_Work to complete_
Can you write out the listing again, switching every "paved stone trail" to "cobblestone path" and leaving everything else unchanged?

(Point annotation dataset records)
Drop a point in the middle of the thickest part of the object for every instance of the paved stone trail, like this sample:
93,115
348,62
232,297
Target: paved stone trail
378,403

_Task result_
Drop a point in the middle of the thickest part of the object for every instance of the cobblestone path, like this sample:
93,115
348,62
232,297
Target: cobblestone path
378,403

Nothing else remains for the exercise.